▶ [PROBLEM STATEMENT] Retype everything in the tuberculosis passage from "Updated on 30" down to "the target population.", word for word.

▶ [DOCUMENT EXCERPT]
Updated on 30 July 2012
Tuberculosis (TB) is the leading cause of death worldwide. According to the WHO, India accounts for the one-fifth of global TB problem with about 800,000 lakh of new infectious cases each year, resulting in two deaths-per-three minutes. With the advent of extrapulmonary TB (EPTB), HIV and MDR-TB the situation has worsened. In most of the developing countries, including India, sputum smear microscopy is still a backbone of TB diagnosis. It is less sensitive and can miss half of the pulmonary TB cases, which otherwise proves to be a potential reservoir for transmitting the infection from individual-to-individual. There is an overwhelming need for improving TB diagnostics in India through the use of cost-effective and patient-friendly methods owing to large genetic diversity among the target population.

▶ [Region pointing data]
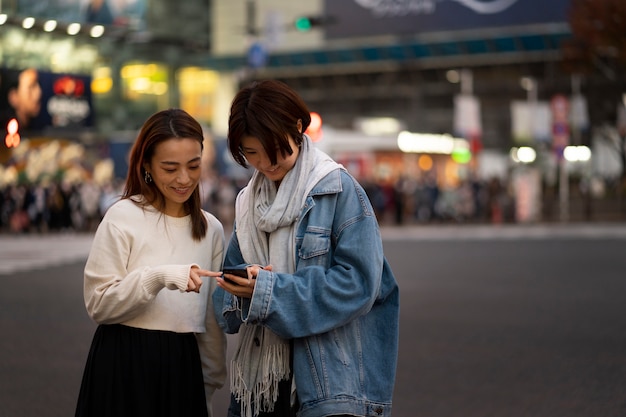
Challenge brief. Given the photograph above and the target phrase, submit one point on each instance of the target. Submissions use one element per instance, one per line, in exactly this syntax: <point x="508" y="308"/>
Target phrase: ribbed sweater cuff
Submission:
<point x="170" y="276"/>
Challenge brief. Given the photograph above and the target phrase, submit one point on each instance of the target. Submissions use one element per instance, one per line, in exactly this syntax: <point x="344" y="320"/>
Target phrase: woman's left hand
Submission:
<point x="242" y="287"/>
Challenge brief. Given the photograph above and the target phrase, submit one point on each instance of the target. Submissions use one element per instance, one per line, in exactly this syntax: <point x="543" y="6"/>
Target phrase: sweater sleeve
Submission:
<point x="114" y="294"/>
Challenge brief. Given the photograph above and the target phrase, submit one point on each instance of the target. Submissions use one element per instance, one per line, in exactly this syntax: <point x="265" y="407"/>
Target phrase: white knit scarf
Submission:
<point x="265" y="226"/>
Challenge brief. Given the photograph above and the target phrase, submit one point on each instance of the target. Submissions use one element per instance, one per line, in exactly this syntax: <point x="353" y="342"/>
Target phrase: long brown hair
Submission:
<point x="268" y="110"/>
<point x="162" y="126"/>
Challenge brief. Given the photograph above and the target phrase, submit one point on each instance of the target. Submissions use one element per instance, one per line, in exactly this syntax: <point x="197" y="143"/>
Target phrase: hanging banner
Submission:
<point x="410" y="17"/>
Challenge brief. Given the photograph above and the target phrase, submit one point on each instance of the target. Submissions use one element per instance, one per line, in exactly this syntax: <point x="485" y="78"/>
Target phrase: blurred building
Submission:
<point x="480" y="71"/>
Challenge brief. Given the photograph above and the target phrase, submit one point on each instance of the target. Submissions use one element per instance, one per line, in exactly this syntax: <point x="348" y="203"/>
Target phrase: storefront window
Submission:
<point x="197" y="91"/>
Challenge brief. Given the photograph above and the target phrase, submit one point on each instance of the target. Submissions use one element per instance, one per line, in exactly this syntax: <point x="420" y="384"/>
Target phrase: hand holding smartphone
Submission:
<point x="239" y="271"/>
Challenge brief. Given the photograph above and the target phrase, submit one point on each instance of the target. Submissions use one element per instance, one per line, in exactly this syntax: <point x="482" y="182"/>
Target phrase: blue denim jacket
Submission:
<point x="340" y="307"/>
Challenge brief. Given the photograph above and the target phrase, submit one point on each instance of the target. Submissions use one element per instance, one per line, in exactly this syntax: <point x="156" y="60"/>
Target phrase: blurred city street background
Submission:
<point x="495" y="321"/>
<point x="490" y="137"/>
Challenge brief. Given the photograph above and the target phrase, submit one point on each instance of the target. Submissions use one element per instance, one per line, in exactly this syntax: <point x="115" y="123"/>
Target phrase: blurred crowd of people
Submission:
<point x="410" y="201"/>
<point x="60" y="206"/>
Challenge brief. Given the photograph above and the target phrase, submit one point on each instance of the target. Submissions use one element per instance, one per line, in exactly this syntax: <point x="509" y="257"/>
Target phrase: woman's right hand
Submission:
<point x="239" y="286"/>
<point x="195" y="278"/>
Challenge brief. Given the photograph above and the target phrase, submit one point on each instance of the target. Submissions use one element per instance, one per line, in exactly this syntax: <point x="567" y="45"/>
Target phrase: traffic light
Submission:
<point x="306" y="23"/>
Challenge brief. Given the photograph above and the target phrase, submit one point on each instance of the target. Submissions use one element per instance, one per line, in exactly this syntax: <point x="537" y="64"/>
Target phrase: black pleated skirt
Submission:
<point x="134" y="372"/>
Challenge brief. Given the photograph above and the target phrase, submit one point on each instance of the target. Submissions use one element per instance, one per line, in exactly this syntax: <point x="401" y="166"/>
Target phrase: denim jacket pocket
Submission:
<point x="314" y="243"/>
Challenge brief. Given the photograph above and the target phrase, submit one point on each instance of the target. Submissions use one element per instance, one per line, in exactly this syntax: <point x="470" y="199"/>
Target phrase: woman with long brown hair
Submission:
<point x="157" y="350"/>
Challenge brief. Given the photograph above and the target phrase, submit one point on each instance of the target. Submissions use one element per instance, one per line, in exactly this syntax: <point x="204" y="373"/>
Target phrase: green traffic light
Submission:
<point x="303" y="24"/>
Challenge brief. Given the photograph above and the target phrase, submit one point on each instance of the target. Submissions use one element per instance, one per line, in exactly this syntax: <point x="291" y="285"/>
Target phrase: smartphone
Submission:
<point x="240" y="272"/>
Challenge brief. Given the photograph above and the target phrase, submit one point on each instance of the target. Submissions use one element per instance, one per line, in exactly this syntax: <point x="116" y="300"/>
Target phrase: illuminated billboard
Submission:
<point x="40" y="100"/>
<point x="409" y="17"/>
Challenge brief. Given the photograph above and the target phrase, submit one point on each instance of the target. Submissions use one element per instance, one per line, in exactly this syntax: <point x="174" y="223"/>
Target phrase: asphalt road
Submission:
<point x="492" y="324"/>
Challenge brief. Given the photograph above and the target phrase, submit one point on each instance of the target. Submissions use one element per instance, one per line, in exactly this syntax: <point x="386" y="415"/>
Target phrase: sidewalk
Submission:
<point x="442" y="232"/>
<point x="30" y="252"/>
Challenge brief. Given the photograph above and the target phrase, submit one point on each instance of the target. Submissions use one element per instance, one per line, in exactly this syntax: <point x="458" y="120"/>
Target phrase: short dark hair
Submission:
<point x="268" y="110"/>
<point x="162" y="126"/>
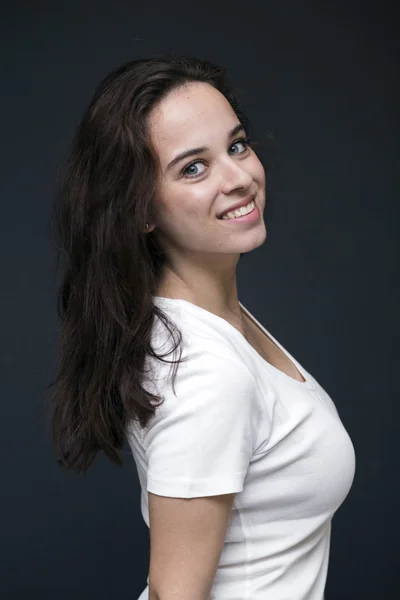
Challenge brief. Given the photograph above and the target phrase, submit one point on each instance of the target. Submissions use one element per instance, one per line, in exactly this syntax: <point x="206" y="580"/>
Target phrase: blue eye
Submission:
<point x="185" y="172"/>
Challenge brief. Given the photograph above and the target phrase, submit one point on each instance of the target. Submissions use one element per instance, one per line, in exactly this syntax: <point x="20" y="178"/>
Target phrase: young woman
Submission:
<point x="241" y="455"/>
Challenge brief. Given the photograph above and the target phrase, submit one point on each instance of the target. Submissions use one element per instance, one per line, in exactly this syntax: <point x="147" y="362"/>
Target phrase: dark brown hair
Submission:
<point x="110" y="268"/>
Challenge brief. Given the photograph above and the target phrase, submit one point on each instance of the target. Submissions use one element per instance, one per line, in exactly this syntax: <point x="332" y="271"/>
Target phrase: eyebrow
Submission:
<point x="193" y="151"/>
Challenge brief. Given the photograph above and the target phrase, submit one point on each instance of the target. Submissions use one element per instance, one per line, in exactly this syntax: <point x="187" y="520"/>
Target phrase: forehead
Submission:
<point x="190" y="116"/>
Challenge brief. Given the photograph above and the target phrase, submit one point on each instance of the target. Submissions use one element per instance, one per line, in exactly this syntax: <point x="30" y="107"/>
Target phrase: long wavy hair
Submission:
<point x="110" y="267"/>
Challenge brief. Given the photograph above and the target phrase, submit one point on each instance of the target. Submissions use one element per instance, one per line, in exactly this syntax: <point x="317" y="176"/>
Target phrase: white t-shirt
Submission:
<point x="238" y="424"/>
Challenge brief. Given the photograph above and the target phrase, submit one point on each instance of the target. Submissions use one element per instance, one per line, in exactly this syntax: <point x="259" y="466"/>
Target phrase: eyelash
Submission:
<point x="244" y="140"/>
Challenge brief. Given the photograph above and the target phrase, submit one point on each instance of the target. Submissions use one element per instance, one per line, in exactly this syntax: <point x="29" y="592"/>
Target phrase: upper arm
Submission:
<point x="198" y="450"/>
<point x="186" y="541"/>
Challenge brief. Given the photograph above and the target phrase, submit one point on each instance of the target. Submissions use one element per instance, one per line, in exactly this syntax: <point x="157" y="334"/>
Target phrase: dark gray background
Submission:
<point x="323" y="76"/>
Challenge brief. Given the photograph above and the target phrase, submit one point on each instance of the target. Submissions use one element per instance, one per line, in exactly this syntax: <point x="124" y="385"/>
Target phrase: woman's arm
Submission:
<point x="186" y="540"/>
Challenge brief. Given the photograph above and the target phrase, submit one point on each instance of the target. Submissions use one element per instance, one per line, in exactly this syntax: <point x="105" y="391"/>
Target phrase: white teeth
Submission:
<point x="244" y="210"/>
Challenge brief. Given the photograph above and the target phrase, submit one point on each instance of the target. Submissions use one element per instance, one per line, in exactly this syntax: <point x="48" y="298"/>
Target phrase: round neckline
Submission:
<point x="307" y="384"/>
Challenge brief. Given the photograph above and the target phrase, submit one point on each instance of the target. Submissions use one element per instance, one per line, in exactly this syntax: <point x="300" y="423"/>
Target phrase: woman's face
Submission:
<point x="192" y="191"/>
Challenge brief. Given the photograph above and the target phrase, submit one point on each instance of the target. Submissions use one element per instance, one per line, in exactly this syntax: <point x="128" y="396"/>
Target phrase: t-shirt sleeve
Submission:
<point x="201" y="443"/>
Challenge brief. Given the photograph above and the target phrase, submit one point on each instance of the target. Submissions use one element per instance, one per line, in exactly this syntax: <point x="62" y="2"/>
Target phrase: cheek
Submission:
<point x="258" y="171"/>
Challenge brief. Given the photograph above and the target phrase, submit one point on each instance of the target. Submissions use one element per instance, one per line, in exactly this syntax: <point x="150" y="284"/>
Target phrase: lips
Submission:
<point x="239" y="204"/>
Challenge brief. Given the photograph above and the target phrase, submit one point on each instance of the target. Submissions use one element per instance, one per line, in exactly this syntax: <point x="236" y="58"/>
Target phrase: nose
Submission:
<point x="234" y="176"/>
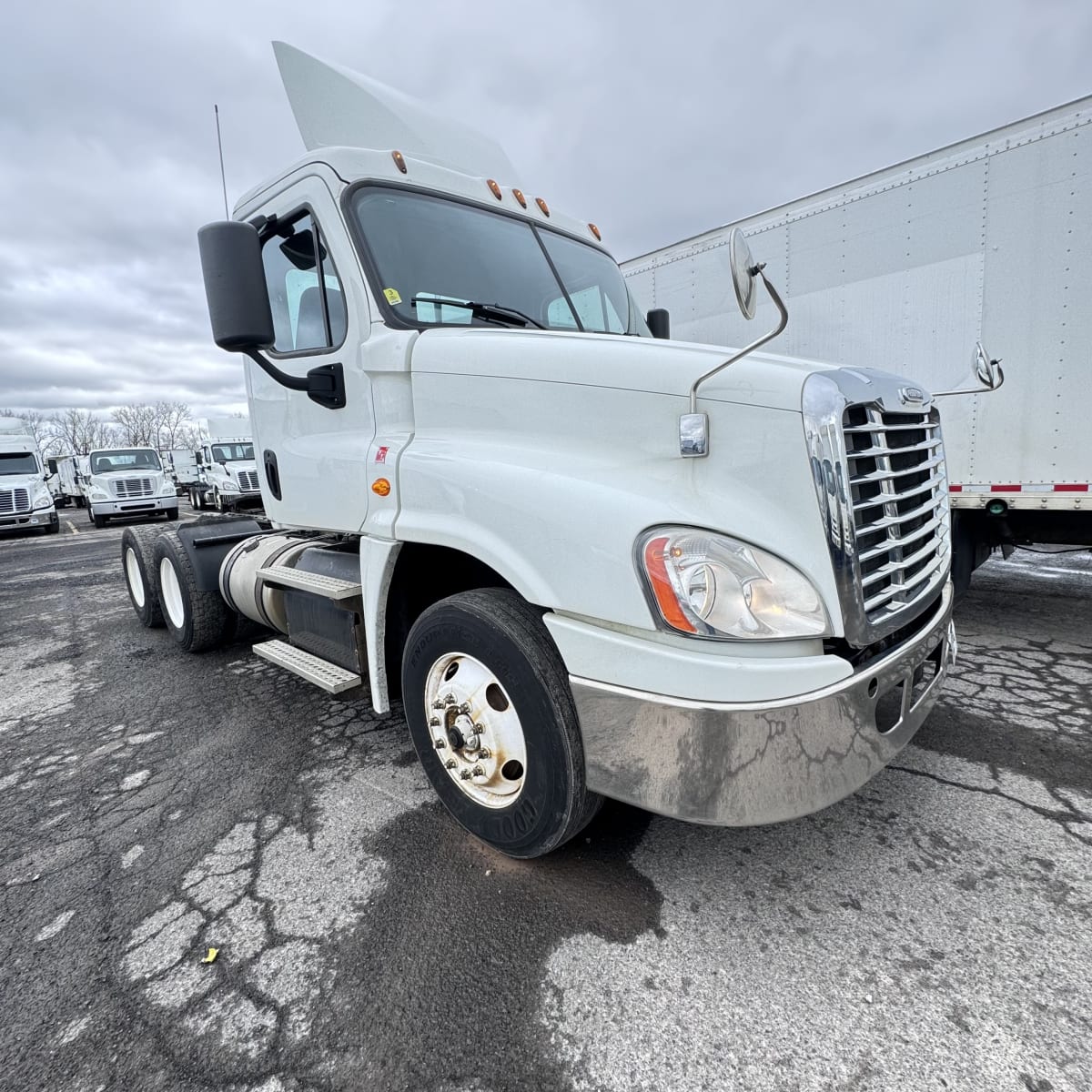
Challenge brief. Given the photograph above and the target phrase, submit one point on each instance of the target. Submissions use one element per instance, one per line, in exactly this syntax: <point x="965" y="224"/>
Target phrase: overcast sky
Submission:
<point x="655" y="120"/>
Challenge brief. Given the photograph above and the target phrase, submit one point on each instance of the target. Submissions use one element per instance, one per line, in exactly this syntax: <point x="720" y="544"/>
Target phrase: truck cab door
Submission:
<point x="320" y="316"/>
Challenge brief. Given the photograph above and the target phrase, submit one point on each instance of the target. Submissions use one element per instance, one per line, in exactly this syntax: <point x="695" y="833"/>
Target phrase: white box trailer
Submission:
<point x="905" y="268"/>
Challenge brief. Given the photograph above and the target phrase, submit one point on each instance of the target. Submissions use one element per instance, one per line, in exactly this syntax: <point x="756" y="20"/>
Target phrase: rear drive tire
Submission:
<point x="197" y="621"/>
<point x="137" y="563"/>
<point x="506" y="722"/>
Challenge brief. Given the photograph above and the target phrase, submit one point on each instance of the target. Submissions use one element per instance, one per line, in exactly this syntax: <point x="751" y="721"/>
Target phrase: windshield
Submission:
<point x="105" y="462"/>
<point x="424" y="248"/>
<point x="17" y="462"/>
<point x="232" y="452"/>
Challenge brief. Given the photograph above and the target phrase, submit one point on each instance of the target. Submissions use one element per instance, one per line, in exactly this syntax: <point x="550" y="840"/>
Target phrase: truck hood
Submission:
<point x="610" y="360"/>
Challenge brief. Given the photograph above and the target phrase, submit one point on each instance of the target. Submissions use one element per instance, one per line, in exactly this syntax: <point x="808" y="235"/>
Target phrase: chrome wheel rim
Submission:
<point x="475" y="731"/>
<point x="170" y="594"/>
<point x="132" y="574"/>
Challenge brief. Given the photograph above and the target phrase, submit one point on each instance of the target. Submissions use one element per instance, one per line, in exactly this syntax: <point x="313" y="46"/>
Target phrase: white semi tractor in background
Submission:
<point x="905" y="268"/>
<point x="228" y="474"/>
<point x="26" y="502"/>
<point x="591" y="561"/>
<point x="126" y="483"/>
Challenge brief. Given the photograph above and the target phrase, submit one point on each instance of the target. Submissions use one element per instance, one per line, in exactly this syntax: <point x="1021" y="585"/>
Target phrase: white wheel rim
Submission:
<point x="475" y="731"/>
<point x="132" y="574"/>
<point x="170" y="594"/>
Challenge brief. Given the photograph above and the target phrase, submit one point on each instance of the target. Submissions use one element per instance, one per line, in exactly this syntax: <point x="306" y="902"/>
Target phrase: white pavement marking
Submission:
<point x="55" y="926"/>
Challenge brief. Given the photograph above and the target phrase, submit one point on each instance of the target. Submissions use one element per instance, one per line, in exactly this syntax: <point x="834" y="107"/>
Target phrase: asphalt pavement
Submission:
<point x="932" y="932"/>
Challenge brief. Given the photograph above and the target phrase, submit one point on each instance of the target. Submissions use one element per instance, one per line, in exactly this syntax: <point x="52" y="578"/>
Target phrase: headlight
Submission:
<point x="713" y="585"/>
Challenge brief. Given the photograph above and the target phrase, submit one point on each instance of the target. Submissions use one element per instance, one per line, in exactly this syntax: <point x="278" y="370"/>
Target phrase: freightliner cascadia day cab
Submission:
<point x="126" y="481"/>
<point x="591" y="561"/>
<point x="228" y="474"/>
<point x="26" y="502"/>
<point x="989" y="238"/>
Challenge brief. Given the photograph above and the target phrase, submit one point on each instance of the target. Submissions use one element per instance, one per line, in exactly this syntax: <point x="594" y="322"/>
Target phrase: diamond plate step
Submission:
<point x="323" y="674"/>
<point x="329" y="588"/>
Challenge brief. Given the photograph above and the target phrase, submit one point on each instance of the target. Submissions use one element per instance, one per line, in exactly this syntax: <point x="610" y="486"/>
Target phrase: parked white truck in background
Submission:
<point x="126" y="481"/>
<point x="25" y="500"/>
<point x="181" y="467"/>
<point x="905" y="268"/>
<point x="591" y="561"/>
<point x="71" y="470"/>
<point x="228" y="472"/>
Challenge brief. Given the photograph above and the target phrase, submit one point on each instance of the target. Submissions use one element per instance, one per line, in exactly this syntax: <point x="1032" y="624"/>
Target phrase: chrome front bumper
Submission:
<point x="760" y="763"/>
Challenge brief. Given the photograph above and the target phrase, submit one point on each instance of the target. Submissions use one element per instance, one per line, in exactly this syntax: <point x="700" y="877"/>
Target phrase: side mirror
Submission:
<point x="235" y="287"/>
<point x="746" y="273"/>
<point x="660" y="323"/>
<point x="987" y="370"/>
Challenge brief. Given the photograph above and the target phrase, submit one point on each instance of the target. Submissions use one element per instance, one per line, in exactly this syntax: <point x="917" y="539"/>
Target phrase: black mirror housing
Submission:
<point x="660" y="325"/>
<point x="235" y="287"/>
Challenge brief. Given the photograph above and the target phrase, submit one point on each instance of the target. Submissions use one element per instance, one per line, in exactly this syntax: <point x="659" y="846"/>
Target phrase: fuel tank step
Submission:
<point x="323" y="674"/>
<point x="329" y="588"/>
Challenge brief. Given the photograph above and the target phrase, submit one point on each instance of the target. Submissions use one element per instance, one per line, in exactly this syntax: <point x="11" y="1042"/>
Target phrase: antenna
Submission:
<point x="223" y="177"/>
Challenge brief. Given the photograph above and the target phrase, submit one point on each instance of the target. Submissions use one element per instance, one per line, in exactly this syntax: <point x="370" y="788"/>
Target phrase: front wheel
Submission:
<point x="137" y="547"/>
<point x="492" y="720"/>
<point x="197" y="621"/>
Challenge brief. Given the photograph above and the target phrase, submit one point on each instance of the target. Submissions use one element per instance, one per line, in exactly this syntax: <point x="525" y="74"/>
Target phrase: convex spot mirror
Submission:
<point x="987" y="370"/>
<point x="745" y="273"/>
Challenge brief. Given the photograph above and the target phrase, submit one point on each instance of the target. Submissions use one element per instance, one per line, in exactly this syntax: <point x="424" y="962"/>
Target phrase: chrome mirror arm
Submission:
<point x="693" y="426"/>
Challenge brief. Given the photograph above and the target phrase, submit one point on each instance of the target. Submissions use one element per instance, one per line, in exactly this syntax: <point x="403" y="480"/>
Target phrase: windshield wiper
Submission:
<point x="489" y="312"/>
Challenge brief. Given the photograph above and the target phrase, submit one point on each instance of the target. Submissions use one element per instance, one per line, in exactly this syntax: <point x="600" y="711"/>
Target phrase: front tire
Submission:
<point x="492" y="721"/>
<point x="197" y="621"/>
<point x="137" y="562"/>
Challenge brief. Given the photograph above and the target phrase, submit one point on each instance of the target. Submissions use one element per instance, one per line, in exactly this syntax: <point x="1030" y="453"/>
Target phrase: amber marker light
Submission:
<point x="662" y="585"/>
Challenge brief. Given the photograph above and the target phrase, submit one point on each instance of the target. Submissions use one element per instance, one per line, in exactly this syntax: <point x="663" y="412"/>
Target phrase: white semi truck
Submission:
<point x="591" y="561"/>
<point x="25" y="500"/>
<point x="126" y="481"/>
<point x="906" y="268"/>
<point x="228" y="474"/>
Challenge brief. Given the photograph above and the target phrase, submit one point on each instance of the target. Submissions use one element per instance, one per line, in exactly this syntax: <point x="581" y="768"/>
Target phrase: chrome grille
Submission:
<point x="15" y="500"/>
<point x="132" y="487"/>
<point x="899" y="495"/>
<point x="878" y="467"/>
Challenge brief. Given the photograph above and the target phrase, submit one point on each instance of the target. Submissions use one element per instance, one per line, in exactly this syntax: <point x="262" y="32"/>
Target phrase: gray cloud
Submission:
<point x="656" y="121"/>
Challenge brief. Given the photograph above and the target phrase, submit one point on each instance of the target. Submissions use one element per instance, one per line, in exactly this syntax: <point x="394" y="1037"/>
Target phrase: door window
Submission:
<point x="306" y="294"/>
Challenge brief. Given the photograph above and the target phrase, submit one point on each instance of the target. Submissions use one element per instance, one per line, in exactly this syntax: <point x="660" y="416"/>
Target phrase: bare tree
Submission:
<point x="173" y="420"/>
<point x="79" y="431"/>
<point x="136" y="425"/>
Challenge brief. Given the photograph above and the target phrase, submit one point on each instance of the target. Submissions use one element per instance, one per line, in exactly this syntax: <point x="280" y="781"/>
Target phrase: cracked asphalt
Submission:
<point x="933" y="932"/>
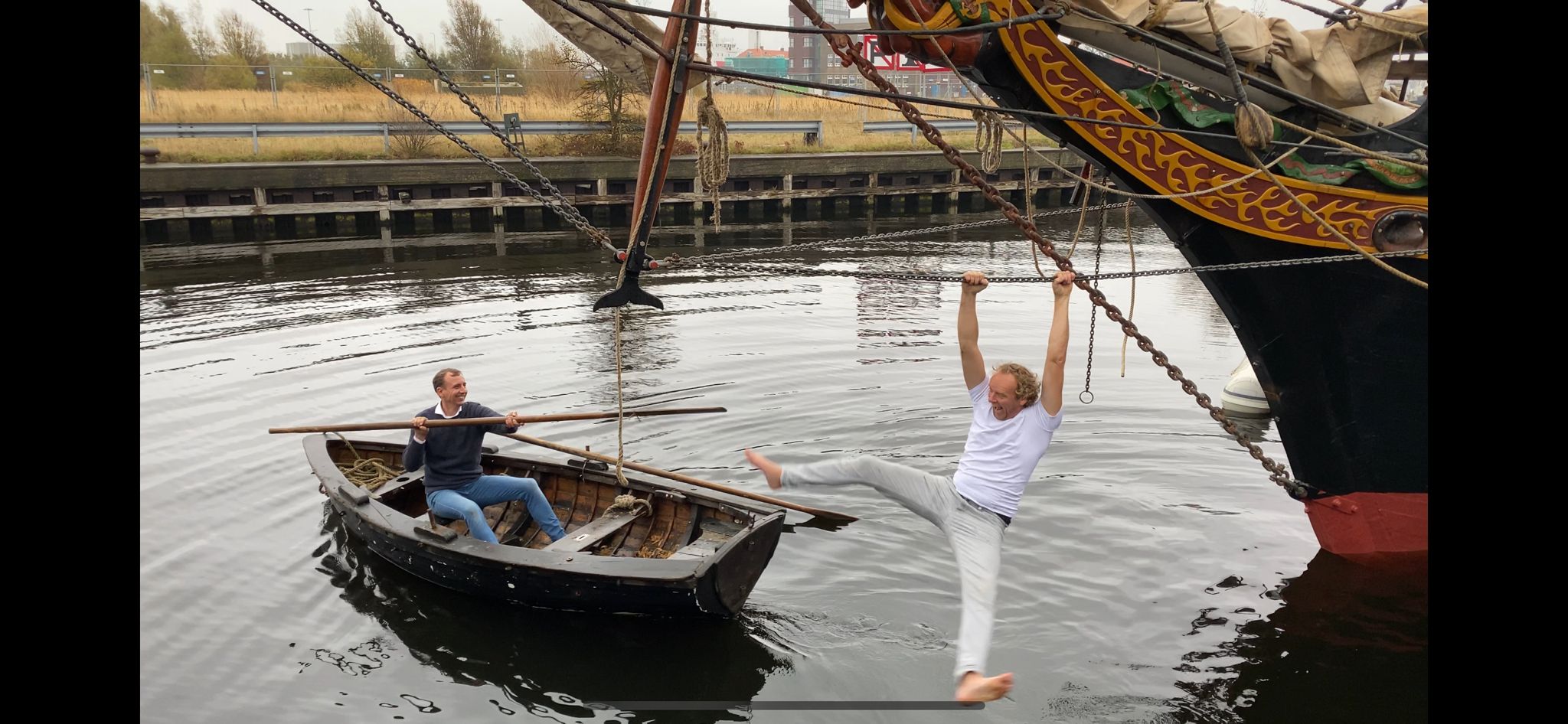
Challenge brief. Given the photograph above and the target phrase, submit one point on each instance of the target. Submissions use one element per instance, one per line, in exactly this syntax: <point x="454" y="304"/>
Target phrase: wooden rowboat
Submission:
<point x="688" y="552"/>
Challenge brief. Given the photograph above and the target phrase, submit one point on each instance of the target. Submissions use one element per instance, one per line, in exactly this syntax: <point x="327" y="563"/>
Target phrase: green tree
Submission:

▶ [YOUR RESPONSE]
Updated on 30 July 2012
Tuberculosis (TB) is the leading cause of death worldwide. According to the WHO, India accounts for the one-fifth of global TB problem with about 800,000 lakh of new infectious cases each year, resulting in two deaths-per-three minutes. With the advent of extrapulmonary TB (EPTB), HIV and MDR-TB the situation has worsened. In most of the developing countries, including India, sputum smear microscopy is still a backbone of TB diagnosis. It is less sensitive and can miss half of the pulmonary TB cases, which otherwise proves to be a potential reservoir for transmitting the infection from individual-to-individual. There is an overwhelming need for improving TB diagnostics in India through the use of cost-effective and patient-friendly methods owing to large genetic diversity among the target population.